### Passage to read

Insurance claims are a loss for both, the policyholder as well as the insurance company. For policyholders, filing an insurance claim often means that they had a bad real life experience. For example, a damaged car or a health issue. Moreover, filing claims will jeopardize claim-free years, which lead to higher premiums for the insured. On the other hand, insurance companies incur costs when they have to compensate for these claims. Therefore, it can be argued that it would be beneficial for both parties if insurance claims could be prevented. By combining the power of a predictive risk model with recommendation systems, we can create a tool that generates an outstanding customer experience as well as a positive business impact for the insurer.
'A clever person solves a problem. A wise person avoids it'.
(Albert Einstein, 1878 - 1955)
Insurance companies are in possession of big data sets with information about thousands of policyholders, containing e.g. demographic data, car data and behavioral data from external sources such as navigation systems. These data can even be enriched with external data (e.g. weather data or data about criminality in particular neighborhoods). Data science algorithms can reveal patterns in the data of different policyholders, in combination with their claim history of their car insurance policy. These patterns can be used to create a powerful predictive models that reveal high risk factors and predict the probability that a particular claim occurs for a specific policyholder. To illustrate different risk levels between individuals, I’d like you to introduce our policyholders Thomas and Barbara, and their individual probability of filing a claim on their car insurance policy.
Thomas, a 22 year old construction worker, drives a brand new Audi A3. Data from his navigation system reveals he likes to drive fast, to spend less time commuting to and from his work. These data combined with his claiming history, indicates his speeding behavior can be categorized as high risk behavior. His driving style is not only getting him tickets, it is also an enormous risk factor.

### Point-based annotation data
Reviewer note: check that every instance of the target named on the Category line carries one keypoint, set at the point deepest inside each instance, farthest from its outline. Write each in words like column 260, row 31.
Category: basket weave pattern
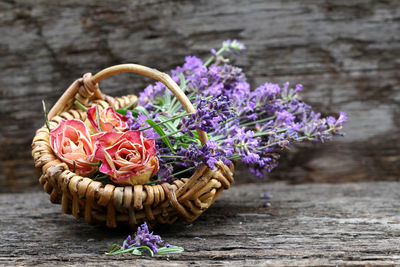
column 185, row 199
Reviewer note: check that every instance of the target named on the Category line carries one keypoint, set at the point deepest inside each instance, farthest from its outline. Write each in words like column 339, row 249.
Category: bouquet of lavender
column 157, row 140
column 252, row 126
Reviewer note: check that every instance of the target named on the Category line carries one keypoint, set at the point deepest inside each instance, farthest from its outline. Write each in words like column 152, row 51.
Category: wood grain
column 345, row 53
column 354, row 224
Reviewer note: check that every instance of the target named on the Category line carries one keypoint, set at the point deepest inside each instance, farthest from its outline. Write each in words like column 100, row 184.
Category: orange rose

### Goals
a) From the passage on preventing insurance claims, copy the text word for word, beginning at "Insurance claims are" and stopping after "for the insurer.".
b) According to the passage on preventing insurance claims, why does Thomas like to drive fast?

### Per-task answers
a)
Insurance claims are a loss for both, the policyholder as well as the insurance company. For policyholders, filing an insurance claim often means that they had a bad real life experience. For example, a damaged car or a health issue. Moreover, filing claims will jeopardize claim-free years, which lead to higher premiums for the insured. On the other hand, insurance companies incur costs when they have to compensate for these claims. Therefore, it can be argued that it would be beneficial for both parties if insurance claims could be prevented. By combining the power of a predictive risk model with recommendation systems, we can create a tool that generates an outstanding customer experience as well as a positive business impact for the insurer.

b) To spend less time commuting to and from his work.